Johnny Cash, il più grande cantastorie

Di Sergio Ariza

"Salve, sono Johnny Cash", queste semplici parole servirono a rassicurare il pubblico che si trovava in presenza del più grande cantastorie della musica popolare del XX secolo. C'erano persone con voci migliori e più espressive, ma nessuno sapeva usare la sua meglio di Johnny Cash, ogni parola che usciva dalla sua bocca suonava vera e lo si poteva immaginare uccidere un tizio a Reno solo per vederlo morire, solo nell'oscurità di una miniera, essere impiccato per non aver rivelato che la notte del crimine di cui era accusato l'aveva passata con la moglie del suo migliore amico o litigare con il suo padre bastardo per averlo chiamato Sue... Non importava se le parole erano sue o di qualcun altro, quando Johnny Cash interpretava una canzone, quella canzone diventava sua.      

     

Sarà sempre ricordato come una delle grandi figure della musica country, forse la seconda più importante dopo il leggendario Hank Williams, ma Cash fu uno dei pochi interpreti che attraversò la frontiera di quel genere e raggiunse altre orecchie, soprattutto se teniamo conto che il suo spettacolare inizio fu nelle file del rockabilly e la sua fine fu come eroe di tutta la scena rock alternativa. Qualcosa che, ancora una volta, ottenne dando vita ad ogni parola che cantava, trasformando le sue semplici storie in qualcosa di personale, sia per il cantante che per l'ascoltatore.

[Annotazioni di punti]
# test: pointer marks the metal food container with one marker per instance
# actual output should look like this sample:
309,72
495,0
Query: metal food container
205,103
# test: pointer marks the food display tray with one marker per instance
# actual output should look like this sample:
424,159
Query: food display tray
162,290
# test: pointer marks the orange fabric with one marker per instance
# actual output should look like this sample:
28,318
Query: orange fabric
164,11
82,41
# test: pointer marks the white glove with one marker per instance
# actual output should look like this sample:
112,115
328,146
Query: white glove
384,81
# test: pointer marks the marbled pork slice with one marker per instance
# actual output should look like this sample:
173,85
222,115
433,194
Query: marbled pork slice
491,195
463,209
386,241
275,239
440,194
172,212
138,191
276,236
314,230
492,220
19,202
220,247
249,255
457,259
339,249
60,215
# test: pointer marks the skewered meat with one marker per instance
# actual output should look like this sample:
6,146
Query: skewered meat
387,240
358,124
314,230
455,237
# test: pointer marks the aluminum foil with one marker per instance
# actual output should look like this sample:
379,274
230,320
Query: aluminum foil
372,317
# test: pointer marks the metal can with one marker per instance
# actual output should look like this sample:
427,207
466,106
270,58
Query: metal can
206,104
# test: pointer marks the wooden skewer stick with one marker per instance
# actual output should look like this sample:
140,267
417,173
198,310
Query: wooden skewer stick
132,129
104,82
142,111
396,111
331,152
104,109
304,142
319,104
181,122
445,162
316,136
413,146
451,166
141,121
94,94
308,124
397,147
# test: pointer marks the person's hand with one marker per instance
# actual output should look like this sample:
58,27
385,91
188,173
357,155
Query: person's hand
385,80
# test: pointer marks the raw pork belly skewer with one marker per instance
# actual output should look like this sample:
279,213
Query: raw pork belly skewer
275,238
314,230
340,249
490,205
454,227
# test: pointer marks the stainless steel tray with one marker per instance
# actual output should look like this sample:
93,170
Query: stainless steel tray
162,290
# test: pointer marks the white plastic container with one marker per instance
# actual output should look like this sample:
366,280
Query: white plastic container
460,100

[COMPITI]
1 - Elenca tutte le situazioni in cui, secondo il testo su Johnny Cash, lo si poteva immaginare ascoltando le sue parole.
2 - Estrai dalle righe dei dati forniti ogni riga che contiene la stringa "pork", tenendo conto di maiuscole e minuscole.

[SOLUZIONI]
1 -
- Uccidere un tizio a Reno solo per vederlo morire.
- Trovarsi solo nell'oscurità di una miniera.
- Essere impiccato per non aver rivelato che la notte del crimine di cui era accusato l'aveva passata con la moglie del suo migliore amico.
- Litigare con il suo padre bastardo per averlo chiamato Sue.

2 -
# test: pointer marks the marbled pork slice with one marker per instance
Query: marbled pork slice
# test: pointer marks the raw pork belly skewer with one marker per instance
Query: raw pork belly skewer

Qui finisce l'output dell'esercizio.